PASSAGE GIVEN =>
Chapter 8 Logarithmic transformations
8.1 Introduction
The traditional linear model \[ Y = \beta_0 + \beta_1 X + \mathcal{E} \] supposes a unit change in the independent variable leads to a fixed average change of size \(\beta_1\) in the dependent variable. This is not a always realistic model. Two simple examples can immediately be brought up;
A. In classical economic theory, it is generally assumed that a 1% increase in the price of a commodity leads to a certain fixed percentage \(a\) change in the demand for the commodity, if all other factors are fixed. If \(Y\) is the demand, and \(X\) is the price, this leads to a model of the form \[\begin{equation} Y = c X^a\;. \tag{8.1} \end{equation}\] Here \(c\) is another constant, relating to the size of the market. In economics, \(a\) is known as the elasticity of demand with respect to price, or just the price elasticity. The model (8.1) is often called the constant elasticity model.
- In a market for used cars (and many other used products), it natural to assume prices to drop with a fixed percentage per year of age (rather than a fixed amount). So if \(Y\) is the selling price, \(X_N\) is the price of the car when new, and \(X_A\) is the age, we could describe the relation as \[\begin{equation} Y = X_{_{N}}r^{X_A}\;, \tag{8.2} \end{equation}\] where \[ r = \left( 1 - \frac{p}{100} \right) \] is the price reduction factor. In this notation, \(p\) is the annual percentage price loss. This is a more realistic model than the linear model we previously studied for car prices.

Entries from a dataset =>
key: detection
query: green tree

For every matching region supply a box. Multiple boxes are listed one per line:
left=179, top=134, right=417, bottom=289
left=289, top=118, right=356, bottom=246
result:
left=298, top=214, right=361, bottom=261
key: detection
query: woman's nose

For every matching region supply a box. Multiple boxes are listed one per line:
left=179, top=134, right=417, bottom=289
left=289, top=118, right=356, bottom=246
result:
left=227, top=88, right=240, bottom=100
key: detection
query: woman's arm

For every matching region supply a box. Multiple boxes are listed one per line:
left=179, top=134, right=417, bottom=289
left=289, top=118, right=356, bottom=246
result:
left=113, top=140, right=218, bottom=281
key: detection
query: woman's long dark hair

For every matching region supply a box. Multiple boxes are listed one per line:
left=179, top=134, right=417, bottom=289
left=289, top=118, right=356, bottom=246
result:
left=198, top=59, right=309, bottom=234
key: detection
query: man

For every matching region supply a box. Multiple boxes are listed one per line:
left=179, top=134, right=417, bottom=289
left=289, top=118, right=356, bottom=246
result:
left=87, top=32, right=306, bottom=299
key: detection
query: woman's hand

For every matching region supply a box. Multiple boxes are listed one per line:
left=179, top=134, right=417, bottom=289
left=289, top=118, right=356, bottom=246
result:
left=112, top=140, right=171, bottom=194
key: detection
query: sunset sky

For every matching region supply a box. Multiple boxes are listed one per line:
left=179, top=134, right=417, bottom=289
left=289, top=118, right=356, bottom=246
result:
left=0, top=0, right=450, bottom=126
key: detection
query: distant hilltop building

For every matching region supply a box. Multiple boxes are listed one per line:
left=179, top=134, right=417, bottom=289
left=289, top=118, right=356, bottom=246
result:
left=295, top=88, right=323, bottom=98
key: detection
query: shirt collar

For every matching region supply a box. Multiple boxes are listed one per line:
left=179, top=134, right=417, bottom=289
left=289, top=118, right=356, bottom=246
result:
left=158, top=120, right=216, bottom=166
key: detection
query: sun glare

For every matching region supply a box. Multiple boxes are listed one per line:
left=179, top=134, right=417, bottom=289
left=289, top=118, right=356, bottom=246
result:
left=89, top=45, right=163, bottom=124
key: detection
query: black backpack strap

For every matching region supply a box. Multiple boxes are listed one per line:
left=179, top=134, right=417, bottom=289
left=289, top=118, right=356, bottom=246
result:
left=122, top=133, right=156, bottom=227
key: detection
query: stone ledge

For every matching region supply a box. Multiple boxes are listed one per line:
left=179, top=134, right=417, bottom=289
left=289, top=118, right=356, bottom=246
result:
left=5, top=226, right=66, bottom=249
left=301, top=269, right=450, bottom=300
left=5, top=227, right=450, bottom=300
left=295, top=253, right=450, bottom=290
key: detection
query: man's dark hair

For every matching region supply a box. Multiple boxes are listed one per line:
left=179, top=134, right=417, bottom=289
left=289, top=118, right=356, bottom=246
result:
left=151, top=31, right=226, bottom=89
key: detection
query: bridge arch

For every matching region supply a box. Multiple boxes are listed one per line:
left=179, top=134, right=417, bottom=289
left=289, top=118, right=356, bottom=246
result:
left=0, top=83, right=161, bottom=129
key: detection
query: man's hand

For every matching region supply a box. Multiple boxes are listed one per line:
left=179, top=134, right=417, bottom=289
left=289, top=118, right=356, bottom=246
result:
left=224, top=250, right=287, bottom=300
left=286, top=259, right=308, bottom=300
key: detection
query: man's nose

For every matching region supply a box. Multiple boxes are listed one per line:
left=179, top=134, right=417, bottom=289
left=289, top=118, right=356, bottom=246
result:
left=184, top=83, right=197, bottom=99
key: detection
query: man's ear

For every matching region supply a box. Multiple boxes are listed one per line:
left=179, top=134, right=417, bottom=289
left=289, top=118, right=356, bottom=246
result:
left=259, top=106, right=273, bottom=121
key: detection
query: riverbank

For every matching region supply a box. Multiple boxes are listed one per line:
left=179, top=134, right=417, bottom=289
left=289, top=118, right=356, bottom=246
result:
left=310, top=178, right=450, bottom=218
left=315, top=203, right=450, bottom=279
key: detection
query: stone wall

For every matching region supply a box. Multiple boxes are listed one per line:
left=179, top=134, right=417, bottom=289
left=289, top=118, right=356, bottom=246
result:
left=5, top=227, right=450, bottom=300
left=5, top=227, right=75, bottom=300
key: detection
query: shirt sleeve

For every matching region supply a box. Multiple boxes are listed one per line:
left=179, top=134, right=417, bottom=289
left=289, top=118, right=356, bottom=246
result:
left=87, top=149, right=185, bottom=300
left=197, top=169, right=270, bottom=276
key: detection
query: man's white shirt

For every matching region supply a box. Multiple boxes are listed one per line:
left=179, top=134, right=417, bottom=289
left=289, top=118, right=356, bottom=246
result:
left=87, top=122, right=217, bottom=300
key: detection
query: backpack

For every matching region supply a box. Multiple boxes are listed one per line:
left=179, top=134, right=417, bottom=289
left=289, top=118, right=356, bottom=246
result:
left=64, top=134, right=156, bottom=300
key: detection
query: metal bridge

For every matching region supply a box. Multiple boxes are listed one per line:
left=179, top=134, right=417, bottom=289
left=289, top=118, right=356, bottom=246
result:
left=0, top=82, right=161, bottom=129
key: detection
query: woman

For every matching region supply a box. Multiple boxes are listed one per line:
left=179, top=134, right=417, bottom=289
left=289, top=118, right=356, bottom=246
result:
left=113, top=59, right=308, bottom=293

GIVEN REQUEST 1 =>
Update the passage on logarithmic transformations between "- In a market" and "for car prices.", inclusive, replacing "used cars" with "second-hand cars".
GIVEN REQUEST 2 =>
Decide whether each statement agrees with the passage on logarithmic transformations, answering yes or no and quoting the deciding words: (a) In the constant elasticity model, the constant c relates to the size of the market. (b) The symbol p stands for the annual percentage price loss. (c) The traditional linear model assumes a unit change in the independent variable leads to a fixed percentage change in the dependent variable.
GIVEN REQUEST 3 =>
Pick up the passage on logarithmic transformations and continue it from where it stops.
The records play no part in what comes next.

TASK RESPONSE 1 =>
- In a market for second-hand cars (and many other used products), it natural to assume prices to drop with a fixed percentage per year of age (rather than a fixed amount). So if \(Y\) is the selling price, \(X_N\) is the price of the car when new, and \(X_A\) is the age, we could describe the relation as \[\begin{equation} Y = X_{_{N}}r^{X_A}\;, \tag{8.2} \end{equation}\] where \[ r = \left( 1 - \frac{p}{100} \right) \] is the price reduction factor. In this notation, \(p\) is the annual percentage price loss. This is a more realistic model than the linear model we previously studied for car prices.

TASK RESPONSE 2 =>
(a) Yes: "Here \(c\) is another constant, relating to the size of the market."
(b) Yes: "In this notation, \(p\) is the annual percentage price loss."
(c) No: "supposes a unit change in the independent variable leads to a fixed average change of size \(\beta_1\) in the dependent variable"

TASK RESPONSE 3 =>
In example A, a percentage change in \(X\) leads to a fixed percentage change in \(Y\). In example B, a unit change in \(X_A\) leads to a fixed percentage change in \(Y\). In both examples, we end with a non-linear model for the dependency. If in example A, the elasticity \(a\) is known, we can use the trick from chapter 7, and introduce a new variable \[ Z = X^a \;, \] and then note that \(Y\) depends linearly on \(Z\). Likewise, in example B, if the percentage \(p\) - and thus the factor \(r\) - was known, we could resolve the nonlinearity in a simple way. In practice, though, such parameters are almost never known exactly. Instead, we have to resort to some estimates. Then the question is exactly: Given data for the involved variables, how can we come up with estimates?
The answer - and the solution - lies in a different way of linearizing this type of models. It uses what is called logarithmic functions. These are just a special type of mathematical functions with certain nice properties that can help us out of the problems in examples A and B. Before going into the more technical detail around logarithmic functions, let us consider a specific data example that illustrates what we are after in this section.
:::{.example label = “expodata”, name = “The effect of logarithmic transformation”}
Suppose we observe the demand for some commodity along with the price for a number of periods, and plot the corresponding points to obtain a scatterplot as shown below. Demand and price should follow the law outlined in example A above, but of course other factors can come into play, so we observe some randomness in the data, as shown in the left part of figure 8.1. What we would want to do is to estimate the demand curve, and in particular the price elasticity, based on such data. Now, this curve would look something like what we see in the right part there, and certainly we can not directly apply linear regression to this case.
Figure 8.1: Raw price and demand data.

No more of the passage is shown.